PESA
Youth Unemployment and Empowerment in SADC

Youth Unemployment and Empowerment in SADC

The Southern African Development Community (SADC) has a growing, young population. Almost three-quarters of the 274 million people living in the region are below 35 years of age (approx. 200 million)[1]. At a regional level 34.7% of the population are between the ages of 15 and 34 and 19.1% of the population is between 15 and 24[2]. This means that the region is ready and offer best conditions to exploit successfully the demographic dividend.

Table 1: SADC Youth Population, Share of Total (2018)

Source: UNCTAD 2019. UNCTADStat Database, United Nations Conference on Trade and Development: Geneva. Available At: https://unctadstat.unctad.org/ [Last Accessed: 16 May 2019].

The demographic dividend is “the economic growth potential that can result from shifts in a population’s age structure, mainly when the share of the working-age population (15 to 64) is larger than the non-working-age share of the population”[3]. Importantly, demographic dividend is driven by indicators including good health, quality education, decent employment and a lower proportion of young dependents (children and teenagers under 15 and presumable retirees and elders over 65). This will result in economic growth and sustainable development, assuming all or most of the working age population is economically active or employed. This is the central challenge undermining the potential of the demographic dividend in the SADC region.

Between 1995 and 2018 the average underemployment rate of people between 15 and 24 years old particularly has been 22.8%[4]. SADC policymakers have recognised the need to economically empower the youth in the objectives of the Article 5 (1) of the SADC Treaty, that places productive employment and effective utilisation of the region’s resources at the centre of the region’s development[5]. However, the high youth unemployment rate shows that SADC leaders have failed to honour these commitments. If this trend continues SADC will not be able to fully achieve its economic potential and could face increased political instability.

Policymakers are aware of the issue and the main theme of 38th Ordinary SADC Summit of the Heads of State and Government in August 2018 was “Promoting Infrastructure Development and Youth Empowerment for Sustainable Development”[6]. The impact of the deliberations made during the Summit remains to be seen. SADC has worked with the New Partnerships for Africa’s Development (NEPAD) to create a number of programmes aimed at empowering the youth such as the: Agriculture Technical Vocational Education and Training; NEPAD Climate Change Fund; Southern African Network for Biosciences; Africa Power Vision; PIDA; PICI; Sustainable Energy 4 All and Capacity Development programmes[7]. However, it is difficult to assess the degree of implementation and the outcomes of these initiatives in SADC, because they largely rely on how individual member countries implement them.

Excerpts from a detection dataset
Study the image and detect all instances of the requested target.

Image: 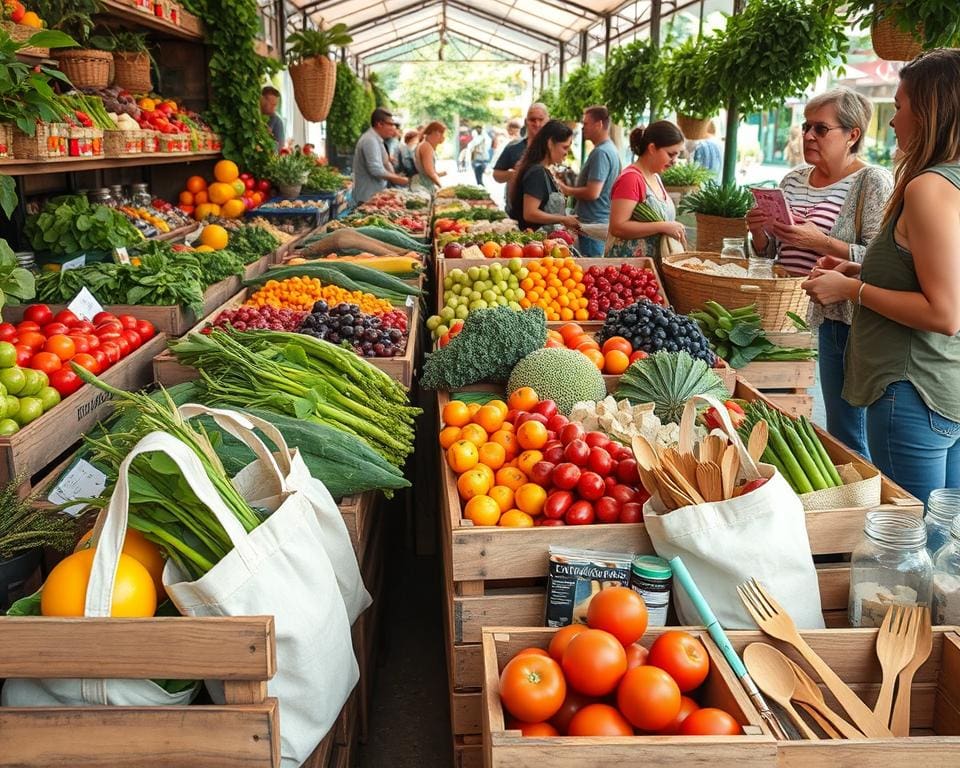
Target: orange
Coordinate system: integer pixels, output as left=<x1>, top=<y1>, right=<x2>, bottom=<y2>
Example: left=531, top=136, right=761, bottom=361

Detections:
left=447, top=440, right=480, bottom=475
left=499, top=509, right=533, bottom=528
left=517, top=451, right=543, bottom=475
left=507, top=387, right=540, bottom=411
left=602, top=349, right=630, bottom=376
left=440, top=400, right=470, bottom=427
left=463, top=494, right=500, bottom=525
left=514, top=483, right=547, bottom=517
left=517, top=420, right=547, bottom=451
left=478, top=442, right=507, bottom=471
left=440, top=427, right=460, bottom=450
left=496, top=467, right=527, bottom=491
left=457, top=464, right=499, bottom=500
left=489, top=485, right=513, bottom=512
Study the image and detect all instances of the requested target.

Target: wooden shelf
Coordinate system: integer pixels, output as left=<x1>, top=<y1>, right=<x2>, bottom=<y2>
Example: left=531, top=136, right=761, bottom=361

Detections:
left=0, top=152, right=220, bottom=176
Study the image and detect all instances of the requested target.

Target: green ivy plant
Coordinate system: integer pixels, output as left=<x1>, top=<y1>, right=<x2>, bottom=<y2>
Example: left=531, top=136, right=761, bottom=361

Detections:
left=847, top=0, right=960, bottom=49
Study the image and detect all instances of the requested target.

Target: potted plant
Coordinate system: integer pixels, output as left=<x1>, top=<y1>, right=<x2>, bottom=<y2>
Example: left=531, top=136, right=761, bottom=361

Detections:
left=287, top=24, right=353, bottom=122
left=677, top=181, right=753, bottom=253
left=847, top=0, right=960, bottom=61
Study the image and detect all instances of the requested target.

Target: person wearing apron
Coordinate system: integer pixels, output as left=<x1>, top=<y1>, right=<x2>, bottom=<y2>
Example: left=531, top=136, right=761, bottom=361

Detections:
left=511, top=120, right=580, bottom=231
left=604, top=120, right=687, bottom=260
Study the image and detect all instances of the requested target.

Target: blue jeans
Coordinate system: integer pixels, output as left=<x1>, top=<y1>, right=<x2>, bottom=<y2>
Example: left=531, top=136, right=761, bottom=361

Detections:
left=817, top=320, right=870, bottom=461
left=867, top=381, right=960, bottom=504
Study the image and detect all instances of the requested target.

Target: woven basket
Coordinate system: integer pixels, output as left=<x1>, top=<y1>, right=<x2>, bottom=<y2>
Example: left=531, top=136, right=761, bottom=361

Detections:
left=696, top=213, right=747, bottom=253
left=677, top=115, right=710, bottom=141
left=290, top=56, right=337, bottom=123
left=870, top=18, right=923, bottom=61
left=113, top=51, right=153, bottom=93
left=55, top=48, right=113, bottom=88
left=660, top=251, right=810, bottom=331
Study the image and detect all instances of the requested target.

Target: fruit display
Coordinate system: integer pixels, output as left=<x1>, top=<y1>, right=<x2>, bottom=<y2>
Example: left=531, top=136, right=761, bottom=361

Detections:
left=439, top=387, right=648, bottom=528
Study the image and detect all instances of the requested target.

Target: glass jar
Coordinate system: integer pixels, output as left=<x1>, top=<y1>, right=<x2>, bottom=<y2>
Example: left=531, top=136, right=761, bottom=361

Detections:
left=923, top=488, right=960, bottom=557
left=720, top=237, right=747, bottom=259
left=847, top=510, right=933, bottom=627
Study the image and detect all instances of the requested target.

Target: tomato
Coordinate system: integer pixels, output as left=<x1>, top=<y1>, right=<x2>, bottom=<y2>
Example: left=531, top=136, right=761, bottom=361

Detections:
left=587, top=587, right=647, bottom=646
left=23, top=304, right=53, bottom=325
left=43, top=333, right=77, bottom=360
left=549, top=624, right=589, bottom=662
left=657, top=696, right=700, bottom=736
left=680, top=707, right=743, bottom=736
left=500, top=654, right=567, bottom=723
left=617, top=666, right=680, bottom=731
left=647, top=629, right=710, bottom=693
left=567, top=704, right=633, bottom=736
left=563, top=628, right=627, bottom=696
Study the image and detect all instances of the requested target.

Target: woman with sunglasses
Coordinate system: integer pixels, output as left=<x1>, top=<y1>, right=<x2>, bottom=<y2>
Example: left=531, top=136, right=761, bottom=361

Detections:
left=747, top=88, right=893, bottom=458
left=804, top=50, right=960, bottom=502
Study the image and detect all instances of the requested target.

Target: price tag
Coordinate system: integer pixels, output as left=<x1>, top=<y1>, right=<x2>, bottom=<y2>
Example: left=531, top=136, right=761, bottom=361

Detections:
left=47, top=459, right=107, bottom=517
left=67, top=288, right=103, bottom=320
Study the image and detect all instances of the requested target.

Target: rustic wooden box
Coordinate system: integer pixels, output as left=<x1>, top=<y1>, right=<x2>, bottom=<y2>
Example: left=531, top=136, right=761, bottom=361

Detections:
left=483, top=627, right=776, bottom=768
left=0, top=616, right=280, bottom=768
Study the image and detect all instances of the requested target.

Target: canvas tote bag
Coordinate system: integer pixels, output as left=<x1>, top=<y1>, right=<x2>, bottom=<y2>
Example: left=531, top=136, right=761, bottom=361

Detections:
left=643, top=395, right=823, bottom=629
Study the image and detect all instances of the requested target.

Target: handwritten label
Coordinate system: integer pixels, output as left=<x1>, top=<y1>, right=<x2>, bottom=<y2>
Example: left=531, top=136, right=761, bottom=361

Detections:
left=67, top=288, right=103, bottom=320
left=47, top=459, right=107, bottom=517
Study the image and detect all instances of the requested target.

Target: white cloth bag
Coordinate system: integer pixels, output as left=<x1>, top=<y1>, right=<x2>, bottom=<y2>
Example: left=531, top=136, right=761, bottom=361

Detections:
left=643, top=395, right=823, bottom=629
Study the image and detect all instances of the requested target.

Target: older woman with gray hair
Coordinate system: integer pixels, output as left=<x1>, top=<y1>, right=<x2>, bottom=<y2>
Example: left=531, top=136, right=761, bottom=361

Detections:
left=747, top=88, right=893, bottom=458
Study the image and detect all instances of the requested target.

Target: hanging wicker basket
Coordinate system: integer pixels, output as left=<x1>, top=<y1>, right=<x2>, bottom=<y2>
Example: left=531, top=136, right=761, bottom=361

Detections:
left=54, top=48, right=113, bottom=88
left=113, top=51, right=153, bottom=93
left=290, top=56, right=337, bottom=123
left=677, top=115, right=710, bottom=141
left=870, top=18, right=923, bottom=61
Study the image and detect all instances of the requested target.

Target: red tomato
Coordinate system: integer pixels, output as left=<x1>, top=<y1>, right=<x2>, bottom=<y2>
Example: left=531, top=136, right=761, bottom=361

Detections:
left=563, top=632, right=627, bottom=696
left=617, top=666, right=680, bottom=731
left=587, top=587, right=647, bottom=646
left=680, top=707, right=743, bottom=736
left=23, top=304, right=53, bottom=325
left=647, top=629, right=710, bottom=693
left=567, top=704, right=633, bottom=736
left=500, top=654, right=567, bottom=723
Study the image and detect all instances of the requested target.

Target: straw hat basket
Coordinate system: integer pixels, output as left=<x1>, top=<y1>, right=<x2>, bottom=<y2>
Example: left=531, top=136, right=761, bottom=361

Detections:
left=660, top=251, right=810, bottom=331
left=290, top=56, right=337, bottom=123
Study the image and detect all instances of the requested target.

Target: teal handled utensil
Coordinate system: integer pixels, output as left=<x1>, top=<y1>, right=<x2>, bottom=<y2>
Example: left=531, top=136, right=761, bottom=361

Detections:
left=670, top=555, right=790, bottom=740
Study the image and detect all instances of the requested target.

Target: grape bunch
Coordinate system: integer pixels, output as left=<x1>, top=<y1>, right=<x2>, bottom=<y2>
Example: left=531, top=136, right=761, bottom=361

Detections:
left=597, top=299, right=717, bottom=367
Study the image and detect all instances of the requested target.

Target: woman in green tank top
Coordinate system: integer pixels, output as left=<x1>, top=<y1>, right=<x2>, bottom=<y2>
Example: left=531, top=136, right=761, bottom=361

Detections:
left=804, top=49, right=960, bottom=502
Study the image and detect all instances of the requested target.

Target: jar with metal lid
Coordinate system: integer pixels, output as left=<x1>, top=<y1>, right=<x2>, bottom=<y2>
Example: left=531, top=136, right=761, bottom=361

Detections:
left=848, top=509, right=933, bottom=627
left=923, top=488, right=960, bottom=557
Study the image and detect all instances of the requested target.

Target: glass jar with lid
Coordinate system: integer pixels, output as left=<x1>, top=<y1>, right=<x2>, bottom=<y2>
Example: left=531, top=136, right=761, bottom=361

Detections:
left=847, top=509, right=933, bottom=627
left=923, top=488, right=960, bottom=557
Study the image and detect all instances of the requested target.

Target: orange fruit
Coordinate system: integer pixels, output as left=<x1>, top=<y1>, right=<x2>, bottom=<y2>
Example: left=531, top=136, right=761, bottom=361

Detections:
left=496, top=466, right=527, bottom=491
left=507, top=387, right=540, bottom=411
left=447, top=440, right=480, bottom=475
left=488, top=485, right=513, bottom=512
left=463, top=494, right=500, bottom=525
left=440, top=427, right=460, bottom=450
left=513, top=483, right=547, bottom=517
left=517, top=420, right=547, bottom=451
left=498, top=509, right=533, bottom=528
left=440, top=400, right=470, bottom=427
left=457, top=464, right=499, bottom=500
left=517, top=450, right=543, bottom=475
left=478, top=442, right=507, bottom=471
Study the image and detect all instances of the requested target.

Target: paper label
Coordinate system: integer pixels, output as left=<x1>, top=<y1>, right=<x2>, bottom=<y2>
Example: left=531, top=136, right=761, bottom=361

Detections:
left=47, top=459, right=107, bottom=517
left=67, top=288, right=103, bottom=320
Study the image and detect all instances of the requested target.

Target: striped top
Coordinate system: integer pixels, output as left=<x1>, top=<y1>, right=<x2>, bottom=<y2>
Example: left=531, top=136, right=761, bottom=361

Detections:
left=780, top=166, right=864, bottom=276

What to work on
**1.** Answer from the passage on youth unemployment in SADC:
(a) How many people live in the SADC region?
(b) What was the main theme of the 38th Ordinary SADC Summit of the Heads of State and Government?
(c) Which article of the SADC Treaty places productive employment and effective use of the region's resources at the center of its development?
**2.** Carry the passage on youth unemployment in SADC forward from its final sentence.

Outputs for the tasks
**1.**
(a) 274 million
(b) "Promoting Infrastructure Development and Youth Empowerment for Sustainable Development"
(c) Article 5 (1)

**2.**
Table 2: SADC Youth Unemployment Rates (1995-2018)

Source: ILO 2019. ILOStat Database, International Labour Organisation: Geneva. Available at https://data.worldbank.org/ [Last Accessed: 11 April 2019]. Note: (*) There is not data available from the Seychelles with regards to youth unemployment.

Similarly, the SADC’s partnership with the United Nations Educational, Scientific, and Cultural Organisation (UNESCO) has created a number of educational programmes which can help address the issues of youth unemployment through Technical and Vocational Education and Training, and Science, Technology and Innovation programmes[8]. In addition, the UNESCO-SADC programmes involve youth in projects addressing social issues such as HIV and health education, water security, renewable energy, and disaster risk management. These initiatives also focus on creating jobs in the culture and tourism and communications and information technology sectors[9]. However, as with the NEPAD programmes, results have varied between countries and, in order to understand the true extent of the problem of youth unemployment in SADC, one needs to look at each country in the region in more detail.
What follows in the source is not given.